● Exercise task:
Count the lines in the listing below that contain the string "sand", matching case exactly, and reply with that number alone.

● Data provided:
○ ○ ○ ○ ○

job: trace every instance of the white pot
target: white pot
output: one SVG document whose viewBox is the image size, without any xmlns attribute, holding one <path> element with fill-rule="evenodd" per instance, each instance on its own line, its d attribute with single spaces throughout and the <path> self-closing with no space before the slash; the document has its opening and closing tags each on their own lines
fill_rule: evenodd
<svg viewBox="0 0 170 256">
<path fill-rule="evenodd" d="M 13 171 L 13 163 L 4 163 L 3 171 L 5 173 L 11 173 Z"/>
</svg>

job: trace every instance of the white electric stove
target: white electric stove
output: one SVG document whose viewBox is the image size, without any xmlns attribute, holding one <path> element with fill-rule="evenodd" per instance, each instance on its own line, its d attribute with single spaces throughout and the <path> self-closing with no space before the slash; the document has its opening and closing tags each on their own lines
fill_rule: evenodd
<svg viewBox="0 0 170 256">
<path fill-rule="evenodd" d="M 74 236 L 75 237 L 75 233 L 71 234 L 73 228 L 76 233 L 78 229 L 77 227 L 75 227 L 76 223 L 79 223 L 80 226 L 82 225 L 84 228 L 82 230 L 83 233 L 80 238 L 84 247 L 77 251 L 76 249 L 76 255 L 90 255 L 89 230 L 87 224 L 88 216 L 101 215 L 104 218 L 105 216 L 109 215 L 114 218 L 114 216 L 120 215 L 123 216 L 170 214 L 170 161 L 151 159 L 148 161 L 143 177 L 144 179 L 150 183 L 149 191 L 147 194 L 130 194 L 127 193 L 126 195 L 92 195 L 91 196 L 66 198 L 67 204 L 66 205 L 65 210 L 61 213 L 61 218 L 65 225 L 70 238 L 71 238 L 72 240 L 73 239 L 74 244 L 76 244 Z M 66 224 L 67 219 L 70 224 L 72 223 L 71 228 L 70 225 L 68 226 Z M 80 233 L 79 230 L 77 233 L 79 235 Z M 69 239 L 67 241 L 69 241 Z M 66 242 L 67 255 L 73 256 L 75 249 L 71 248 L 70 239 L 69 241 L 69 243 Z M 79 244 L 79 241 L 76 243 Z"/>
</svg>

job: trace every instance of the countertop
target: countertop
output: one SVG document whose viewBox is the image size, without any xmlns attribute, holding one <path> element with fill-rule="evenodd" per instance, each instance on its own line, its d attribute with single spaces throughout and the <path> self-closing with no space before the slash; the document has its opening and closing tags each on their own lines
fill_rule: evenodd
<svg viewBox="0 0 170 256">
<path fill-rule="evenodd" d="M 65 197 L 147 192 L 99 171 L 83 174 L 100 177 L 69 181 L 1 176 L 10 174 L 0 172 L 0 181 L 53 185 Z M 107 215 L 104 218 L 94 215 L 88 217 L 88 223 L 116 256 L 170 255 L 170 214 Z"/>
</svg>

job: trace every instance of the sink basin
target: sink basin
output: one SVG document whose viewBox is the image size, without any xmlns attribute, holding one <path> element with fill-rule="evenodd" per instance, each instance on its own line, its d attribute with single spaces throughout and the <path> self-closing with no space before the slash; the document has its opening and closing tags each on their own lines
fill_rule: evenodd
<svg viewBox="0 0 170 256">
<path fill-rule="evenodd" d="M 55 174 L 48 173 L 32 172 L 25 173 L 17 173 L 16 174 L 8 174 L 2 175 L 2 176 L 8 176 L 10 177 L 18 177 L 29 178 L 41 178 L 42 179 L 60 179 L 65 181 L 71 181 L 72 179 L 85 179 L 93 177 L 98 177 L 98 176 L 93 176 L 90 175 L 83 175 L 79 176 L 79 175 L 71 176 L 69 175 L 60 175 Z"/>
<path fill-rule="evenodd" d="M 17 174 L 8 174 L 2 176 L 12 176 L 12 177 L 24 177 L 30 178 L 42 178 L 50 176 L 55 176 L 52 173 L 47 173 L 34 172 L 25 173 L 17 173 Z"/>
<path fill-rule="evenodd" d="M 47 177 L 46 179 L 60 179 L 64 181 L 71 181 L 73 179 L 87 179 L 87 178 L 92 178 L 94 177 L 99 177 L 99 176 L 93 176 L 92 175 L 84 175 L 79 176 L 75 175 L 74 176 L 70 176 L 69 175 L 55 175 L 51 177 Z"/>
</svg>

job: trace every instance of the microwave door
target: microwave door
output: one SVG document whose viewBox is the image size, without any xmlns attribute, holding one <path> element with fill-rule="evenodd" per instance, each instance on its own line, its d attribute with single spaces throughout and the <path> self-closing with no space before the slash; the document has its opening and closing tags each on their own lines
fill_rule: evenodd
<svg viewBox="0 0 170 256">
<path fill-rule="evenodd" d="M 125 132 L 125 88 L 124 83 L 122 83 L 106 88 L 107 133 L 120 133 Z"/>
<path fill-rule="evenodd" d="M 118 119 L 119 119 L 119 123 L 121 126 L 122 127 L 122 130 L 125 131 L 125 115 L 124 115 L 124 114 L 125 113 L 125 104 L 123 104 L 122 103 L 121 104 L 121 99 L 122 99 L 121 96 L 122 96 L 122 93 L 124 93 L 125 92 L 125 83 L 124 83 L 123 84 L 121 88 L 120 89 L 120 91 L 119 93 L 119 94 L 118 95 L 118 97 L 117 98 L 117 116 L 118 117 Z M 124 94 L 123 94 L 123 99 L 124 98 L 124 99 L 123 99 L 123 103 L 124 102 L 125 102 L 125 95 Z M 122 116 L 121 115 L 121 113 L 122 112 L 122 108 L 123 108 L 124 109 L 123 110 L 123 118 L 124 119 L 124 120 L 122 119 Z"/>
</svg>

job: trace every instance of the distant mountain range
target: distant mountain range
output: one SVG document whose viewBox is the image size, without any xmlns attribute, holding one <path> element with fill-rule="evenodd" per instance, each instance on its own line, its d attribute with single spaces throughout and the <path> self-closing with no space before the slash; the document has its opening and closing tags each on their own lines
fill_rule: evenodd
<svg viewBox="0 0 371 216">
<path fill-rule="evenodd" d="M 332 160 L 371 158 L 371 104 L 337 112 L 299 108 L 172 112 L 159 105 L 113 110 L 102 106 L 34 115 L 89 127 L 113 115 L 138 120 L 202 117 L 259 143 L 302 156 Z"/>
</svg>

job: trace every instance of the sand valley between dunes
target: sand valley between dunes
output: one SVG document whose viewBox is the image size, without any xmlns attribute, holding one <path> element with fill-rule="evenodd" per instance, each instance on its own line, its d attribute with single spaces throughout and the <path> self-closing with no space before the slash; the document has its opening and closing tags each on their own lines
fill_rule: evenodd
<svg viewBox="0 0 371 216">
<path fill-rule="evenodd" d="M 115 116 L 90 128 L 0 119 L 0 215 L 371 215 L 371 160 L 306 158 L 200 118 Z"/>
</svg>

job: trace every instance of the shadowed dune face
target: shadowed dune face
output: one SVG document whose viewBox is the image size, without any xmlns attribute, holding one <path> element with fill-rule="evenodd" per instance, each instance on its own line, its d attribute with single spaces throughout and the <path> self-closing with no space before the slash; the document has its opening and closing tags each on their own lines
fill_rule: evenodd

○ ○ ○ ○ ○

● Exercise answer:
2